──────── FRAGMENTO DEL TEXTO

En los albores de su mandato, hace ahora casi un año, el presidente, Belisario Betancur, prometió, con más seguridad de la que era prudente, que en su Gobierno no se derramaría una gota de sangre. Su buena estrella, que tanto nos ha ayudado a todos, no lo ayudó en el Magdalena Medio. Tan consciente de esto ha sido él mismo que una de sus iniciativas más ambiciosas fue emprender para aquella región martirizada un vasto y costoso programa de rehabilitación a largo plazo, que empezó a caminar en junio pasado. Sin embargo, lo que desde entonces era más urgente, para que hoy no fuera demasiado tarde, era poner término con justicia a esa carnicería luciferina que no le hace honor a nadie, y menos a un gobernante que quiso ser el más pacífico de nuestra historia.

────────────────
──────── MATERIAL DE ENTRADA

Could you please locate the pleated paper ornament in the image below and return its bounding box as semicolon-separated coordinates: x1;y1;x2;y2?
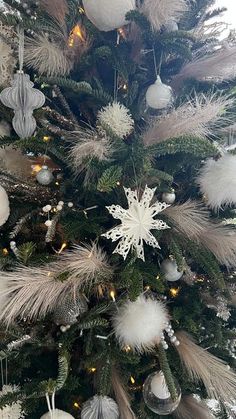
0;31;45;138
83;0;135;32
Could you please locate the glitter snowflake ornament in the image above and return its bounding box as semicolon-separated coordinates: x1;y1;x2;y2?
103;186;170;261
98;102;134;139
0;385;25;419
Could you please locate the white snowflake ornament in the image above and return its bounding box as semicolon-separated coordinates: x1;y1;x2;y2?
0;385;25;419
103;186;170;261
98;102;134;138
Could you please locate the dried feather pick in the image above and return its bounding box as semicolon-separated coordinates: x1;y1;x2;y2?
176;332;236;402
173;396;214;419
40;0;69;23
24;33;74;77
0;245;111;325
111;367;136;419
69;128;113;175
143;94;233;146
141;0;188;31
172;46;236;89
165;200;211;240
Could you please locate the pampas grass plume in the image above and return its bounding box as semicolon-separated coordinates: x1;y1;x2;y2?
197;154;236;210
113;295;169;352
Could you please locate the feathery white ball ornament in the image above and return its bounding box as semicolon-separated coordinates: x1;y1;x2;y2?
83;0;135;32
146;76;173;109
0;186;10;227
162;192;176;205
36;166;54;186
41;409;74;419
113;295;169;352
197;154;236;210
98;102;134;138
0;385;25;419
81;396;120;419
161;259;183;282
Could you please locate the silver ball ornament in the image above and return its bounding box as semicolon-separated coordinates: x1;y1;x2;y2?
162;192;176;204
143;371;181;416
36;166;54;186
146;76;173;109
161;259;183;282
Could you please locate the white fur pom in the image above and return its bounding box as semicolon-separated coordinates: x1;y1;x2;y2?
0;186;10;226
197;154;236;210
113;295;169;352
98;102;134;138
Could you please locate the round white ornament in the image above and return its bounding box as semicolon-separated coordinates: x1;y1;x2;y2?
36;166;54;186
0;186;10;226
162;192;176;204
41;409;74;419
161;259;183;282
146;76;173;109
83;0;136;32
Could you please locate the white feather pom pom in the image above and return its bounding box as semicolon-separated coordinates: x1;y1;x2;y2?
98;102;134;138
197;154;236;210
0;186;10;226
41;409;74;419
0;385;25;419
81;396;120;419
113;295;169;352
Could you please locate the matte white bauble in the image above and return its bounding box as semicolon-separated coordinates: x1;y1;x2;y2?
146;76;173;109
83;0;136;32
0;186;10;226
36;166;54;186
41;409;74;419
162;192;176;204
161;259;183;282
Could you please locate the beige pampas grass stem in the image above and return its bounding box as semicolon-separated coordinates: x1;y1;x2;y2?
176;331;236;402
143;94;232;146
173;396;214;419
112;366;136;419
141;0;188;31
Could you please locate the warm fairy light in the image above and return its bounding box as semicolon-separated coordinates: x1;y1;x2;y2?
58;243;67;255
130;376;135;384
31;164;42;175
170;288;180;298
110;290;116;302
69;25;85;47
2;247;9;256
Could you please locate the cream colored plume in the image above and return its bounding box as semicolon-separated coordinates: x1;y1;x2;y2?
200;224;236;268
69;128;113;175
164;200;211;241
176;332;236;402
141;0;188;31
173;396;214;419
0;245;111;325
111;367;136;419
143;94;233;146
24;33;74;77
0;146;32;178
172;46;236;88
40;0;69;23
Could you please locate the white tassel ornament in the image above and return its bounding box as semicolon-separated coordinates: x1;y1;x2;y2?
0;186;10;226
197;154;236;210
83;0;136;32
113;295;169;352
81;396;120;419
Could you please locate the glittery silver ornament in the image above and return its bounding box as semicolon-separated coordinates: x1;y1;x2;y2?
36;166;54;186
0;71;45;138
53;291;88;326
143;371;181;416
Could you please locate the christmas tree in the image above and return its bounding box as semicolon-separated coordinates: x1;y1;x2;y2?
0;0;236;419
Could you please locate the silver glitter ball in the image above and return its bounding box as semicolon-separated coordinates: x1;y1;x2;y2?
53;291;88;326
36;166;54;186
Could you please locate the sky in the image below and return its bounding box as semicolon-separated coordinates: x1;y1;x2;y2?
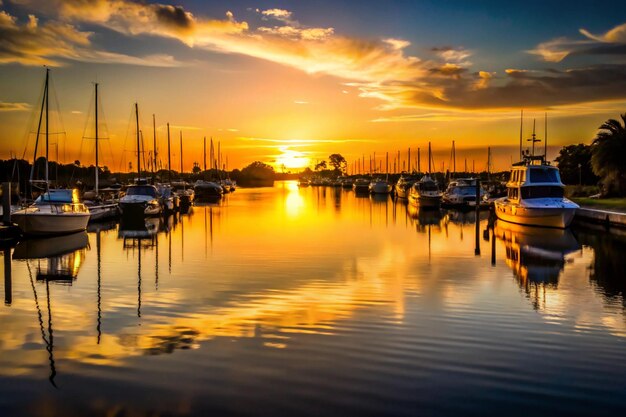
0;0;626;171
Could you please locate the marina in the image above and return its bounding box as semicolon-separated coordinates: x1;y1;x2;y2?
0;181;626;416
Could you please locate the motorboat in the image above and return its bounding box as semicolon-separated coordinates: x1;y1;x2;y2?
193;180;224;198
11;189;90;235
120;184;162;217
171;181;195;210
394;173;418;199
442;178;485;208
409;175;442;208
494;155;578;229
369;178;391;194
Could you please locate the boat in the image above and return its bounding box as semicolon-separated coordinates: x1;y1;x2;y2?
193;180;224;199
119;184;162;217
369;178;391;194
494;117;579;229
394;172;418;199
494;156;578;229
442;178;485;208
409;175;442;208
11;68;90;235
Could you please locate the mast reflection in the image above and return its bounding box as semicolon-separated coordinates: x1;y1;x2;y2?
494;220;580;309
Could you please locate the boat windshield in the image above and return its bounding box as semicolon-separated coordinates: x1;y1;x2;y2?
529;168;561;182
522;185;564;200
126;185;156;197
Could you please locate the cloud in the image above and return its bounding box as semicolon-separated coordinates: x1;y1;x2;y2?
8;0;626;110
528;23;626;62
0;11;178;67
0;101;30;112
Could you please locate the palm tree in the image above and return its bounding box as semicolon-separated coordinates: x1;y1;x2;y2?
591;113;626;195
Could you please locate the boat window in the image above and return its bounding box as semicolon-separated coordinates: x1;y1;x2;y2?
126;185;156;197
530;168;560;182
522;185;564;200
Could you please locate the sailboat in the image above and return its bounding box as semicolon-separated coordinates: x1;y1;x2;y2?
12;68;90;235
84;83;119;222
409;142;442;208
120;103;162;218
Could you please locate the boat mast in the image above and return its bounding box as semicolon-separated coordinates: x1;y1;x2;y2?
519;109;524;161
428;142;431;175
94;83;99;195
180;130;183;178
152;113;157;175
167;122;172;182
135;102;141;181
543;112;548;161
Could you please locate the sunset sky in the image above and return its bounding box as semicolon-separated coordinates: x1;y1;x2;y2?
0;0;626;171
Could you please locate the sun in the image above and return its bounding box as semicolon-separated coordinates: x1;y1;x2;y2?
274;148;311;170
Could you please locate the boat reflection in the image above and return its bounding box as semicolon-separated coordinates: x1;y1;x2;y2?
13;232;89;285
494;220;580;308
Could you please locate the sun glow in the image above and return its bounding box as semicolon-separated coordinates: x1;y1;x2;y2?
274;147;311;171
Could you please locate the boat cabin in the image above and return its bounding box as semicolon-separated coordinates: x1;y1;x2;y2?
506;164;565;200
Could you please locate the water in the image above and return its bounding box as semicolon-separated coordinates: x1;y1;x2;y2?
0;182;626;416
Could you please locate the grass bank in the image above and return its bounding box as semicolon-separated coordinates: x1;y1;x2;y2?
572;197;626;213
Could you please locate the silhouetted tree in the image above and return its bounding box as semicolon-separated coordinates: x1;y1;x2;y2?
556;143;600;185
328;153;348;172
591;113;626;195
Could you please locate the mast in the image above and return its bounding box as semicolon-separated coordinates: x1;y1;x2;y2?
543;112;548;161
180;130;183;178
95;83;99;195
519;109;524;161
152;113;157;174
135;102;141;181
167;122;172;182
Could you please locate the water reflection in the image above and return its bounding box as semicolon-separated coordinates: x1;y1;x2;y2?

────────────────

◆ CONSIGNA A ◆
Enumera, en el orden en que aparecen, todas las formas verbales en pretérito perfecto simple del fragmento sobre el presidente Belisario Betancur.
◆ CONSIGNA B ◆
Reproduce sin cambios las filas que empiezan en la que contiene "Could you please locate the sun glow" y terminan en la que contiene "506;164;565;200".

◆ RESULTADO CORRECTO A ◆
prometió, ayudó, fue, empezó, quiso

◆ RESULTADO CORRECTO B ◆
Could you please locate the sun glow in the image above and return its bounding box as semicolon-separated coordinates: x1;y1;x2;y2?
274;147;311;171
Could you please locate the boat cabin in the image above and return its bounding box as semicolon-separated coordinates: x1;y1;x2;y2?
506;164;565;200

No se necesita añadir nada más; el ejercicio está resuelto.